### Supplied passage

The thought with this is the amount of FERMENTABLE MATERIAL in the kettle does not change once you are done mashing, but the volume does, unless you are adding sugar, malt extract, or another fermentable during the boil.

Was your immersion chiller leaking? Even if it was leaking, you would still have cooled it down quicker than 2 1/4 hours. Do you know what your groundwater temp was? I'm guessing it was something with flow rate of the chiller, exposure of copper to wort, or a leak.

jgaepi 10-09-2012 02:50 AM

I started with 6 gallons. The blichmann has a liquid gauge. I added the malt extract and pumpkin so it took me to about 6.75 gallons (level). Seems I cooked off about .5 gallons. So ended with 6.25 gallons approx. I have 6 gallon better bottles, which i filled to around 5 gallons maybe a smidgen more. I couldn't overfill the better bottle. So I ended up with about a gallon of excess wort. It may be alcohol abuse but I frankly didn't know what to do with it. Before I would start with 4 gallons. So regardless of how much volume the malt added, I always had to top up. So I never really paid attention to the final wort amount. Until now. Cause I had excess.

The wort chiller def doesn't have a leak. But I was putting cool tap water out of my faucet through it. But ... I just bought a 1/6 horsepower submersible pump today. I did some research and it has good reviews. So I am going to run ice water through the cooper chiller and then should do the trick in under 60 min.

Next project is moving to all grain. I was happy with my little basic kettle and extract kits. But my burner broke. Bought a new burner and figured I would upgrade to the blichmann kettle. And now thinking all grain. Slippery slope.

beerman0001 10-09-2012 08:59 AM

At least you know what your boil off rate is now. Next time you brew with everything in you want the kettle around 5.75 to 6 gal total.

william_shakes_beer 10-09-2012 12:32 PM

Also, changing the burner will affect the boil off, as well as the vogor of the boil. Next time you can turn ub the burner a tad to increase the boil off or start with less water.

pietro1022 10-09-2012 05:21 PM

So weird...

If you do the pre-chiller thing, that should take it down to pitching temps in under 1/2 hour. What thickness if the copper pipe on your IC? Did you buy it or build it?

jgaepi 10-09-2012 09:11 PM

Bought it from Williams. Part of this set: http://www.williamsbrewing.com/COMPLETE-HOME-BREWERY-WITH-32-QUART-BREWKETTLE-C291.aspx
I was tempted to upgrade to the chillzilla or a plate chiller. But then I bought submersible pump and ice water.

######

Set exercise a ▸
In the homebrewing thread, what kind of pump did jgaepi buy to run ice water through the chiller?
The homebrewing thread and the listing after it come from unrelated sources.

### Available data

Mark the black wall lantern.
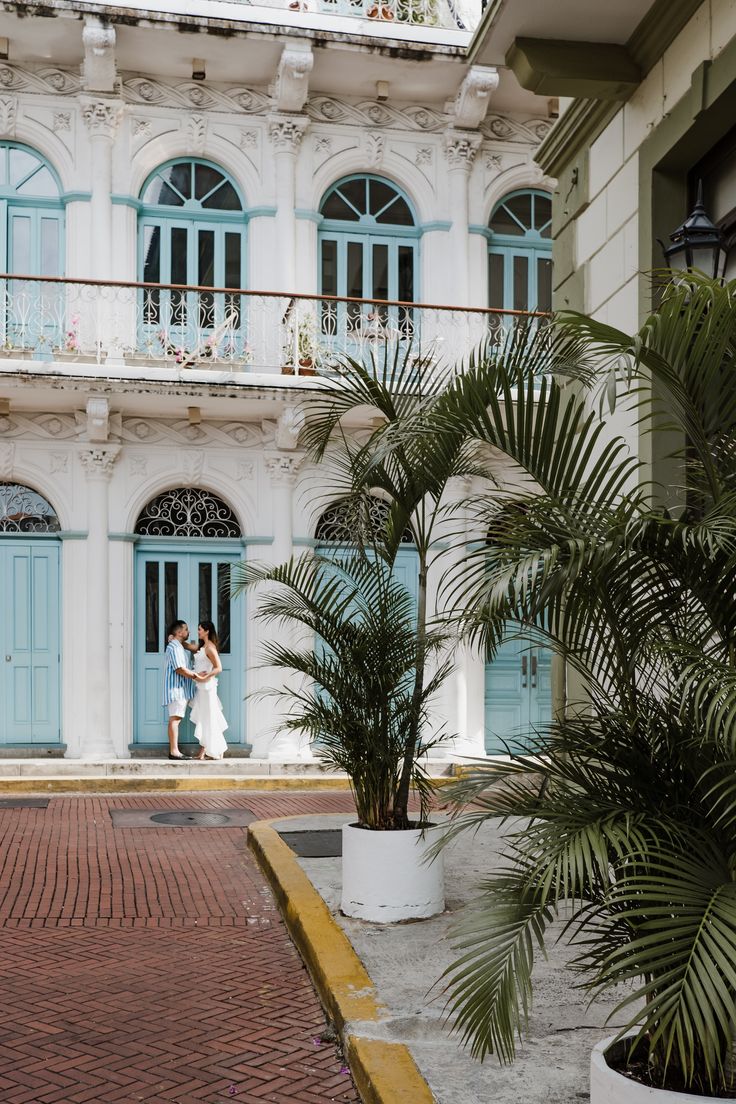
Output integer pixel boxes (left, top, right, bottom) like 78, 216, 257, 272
664, 180, 728, 279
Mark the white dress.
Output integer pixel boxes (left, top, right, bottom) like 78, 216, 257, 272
190, 648, 227, 758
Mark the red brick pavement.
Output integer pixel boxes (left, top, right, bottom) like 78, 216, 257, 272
0, 793, 358, 1104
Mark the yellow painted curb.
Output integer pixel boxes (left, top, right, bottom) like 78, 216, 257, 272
248, 818, 435, 1104
0, 775, 349, 794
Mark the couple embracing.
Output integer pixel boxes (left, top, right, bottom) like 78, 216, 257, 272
163, 620, 227, 760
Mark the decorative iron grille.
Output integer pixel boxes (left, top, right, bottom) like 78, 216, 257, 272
314, 495, 414, 544
136, 487, 242, 539
0, 482, 61, 533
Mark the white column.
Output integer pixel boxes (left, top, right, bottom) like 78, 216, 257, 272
445, 130, 482, 307
79, 445, 120, 758
268, 115, 309, 291
446, 478, 486, 756
265, 450, 312, 760
82, 98, 122, 279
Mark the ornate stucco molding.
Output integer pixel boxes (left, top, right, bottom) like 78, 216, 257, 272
445, 130, 483, 172
268, 115, 309, 153
79, 445, 120, 479
265, 452, 305, 487
82, 97, 122, 141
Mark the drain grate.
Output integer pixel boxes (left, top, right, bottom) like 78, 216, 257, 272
0, 797, 49, 809
279, 828, 342, 859
110, 809, 256, 828
151, 813, 230, 828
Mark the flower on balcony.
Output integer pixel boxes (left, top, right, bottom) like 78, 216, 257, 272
64, 315, 82, 352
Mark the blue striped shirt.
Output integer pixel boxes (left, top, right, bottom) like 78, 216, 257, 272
163, 640, 190, 705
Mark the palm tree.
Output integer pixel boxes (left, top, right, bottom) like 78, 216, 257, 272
233, 551, 451, 829
428, 277, 736, 1093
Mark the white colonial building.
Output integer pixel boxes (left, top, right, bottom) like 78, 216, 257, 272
0, 0, 556, 757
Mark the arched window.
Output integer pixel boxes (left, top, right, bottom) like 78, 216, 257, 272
314, 496, 414, 544
0, 482, 61, 533
136, 487, 242, 539
139, 159, 246, 355
0, 141, 64, 276
488, 190, 552, 310
319, 176, 418, 329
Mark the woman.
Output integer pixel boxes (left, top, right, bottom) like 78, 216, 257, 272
190, 622, 227, 760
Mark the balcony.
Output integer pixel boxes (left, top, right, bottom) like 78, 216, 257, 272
0, 275, 545, 384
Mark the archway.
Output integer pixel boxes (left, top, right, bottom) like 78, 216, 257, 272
134, 487, 245, 747
0, 481, 62, 746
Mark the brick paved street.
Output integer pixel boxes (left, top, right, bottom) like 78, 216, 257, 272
0, 792, 358, 1104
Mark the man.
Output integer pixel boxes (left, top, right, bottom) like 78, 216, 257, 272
163, 620, 199, 760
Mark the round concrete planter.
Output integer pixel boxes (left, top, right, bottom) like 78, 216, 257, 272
340, 825, 445, 924
590, 1038, 736, 1104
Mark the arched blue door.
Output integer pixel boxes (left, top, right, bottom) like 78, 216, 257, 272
139, 159, 246, 358
134, 487, 245, 744
0, 482, 62, 745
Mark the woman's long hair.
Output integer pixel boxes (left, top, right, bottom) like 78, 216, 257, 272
200, 622, 220, 648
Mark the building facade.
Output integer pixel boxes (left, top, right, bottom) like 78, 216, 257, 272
0, 0, 556, 758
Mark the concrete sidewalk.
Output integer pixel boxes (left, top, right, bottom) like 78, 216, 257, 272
274, 815, 616, 1104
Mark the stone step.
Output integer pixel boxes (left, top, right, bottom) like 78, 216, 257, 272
0, 758, 456, 785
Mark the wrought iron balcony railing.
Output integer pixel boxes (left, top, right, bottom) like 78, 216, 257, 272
0, 275, 546, 375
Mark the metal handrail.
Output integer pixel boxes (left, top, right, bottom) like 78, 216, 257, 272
0, 273, 551, 318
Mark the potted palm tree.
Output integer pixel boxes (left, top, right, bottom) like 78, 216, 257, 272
233, 551, 451, 922
428, 277, 736, 1104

######

Set exercise b ▸
From the listing, output the lines that begin with the one containing "Mark the woman." and end with the one containing "590, 1038, 736, 1104", both included, without changing anything.

Expected answer a ▸
A 1/6 horsepower submersible pump.

Expected answer b ▸
Mark the woman.
Output integer pixel boxes (left, top, right, bottom) like 78, 216, 257, 272
190, 622, 227, 760
Mark the balcony.
Output integer pixel boxes (left, top, right, bottom) like 78, 216, 257, 272
0, 275, 545, 384
Mark the archway.
Output integer pixel boxes (left, top, right, bottom) like 78, 216, 257, 272
134, 487, 245, 747
0, 481, 62, 746
Mark the brick paved street.
Output integer pixel boxes (left, top, right, bottom) like 78, 216, 257, 272
0, 792, 358, 1104
Mark the man.
Output integer pixel boxes (left, top, right, bottom) like 78, 216, 257, 272
163, 620, 199, 760
Mark the round concrete planter.
Output integer pixel boxes (left, top, right, bottom) like 78, 216, 257, 272
340, 825, 445, 924
590, 1038, 736, 1104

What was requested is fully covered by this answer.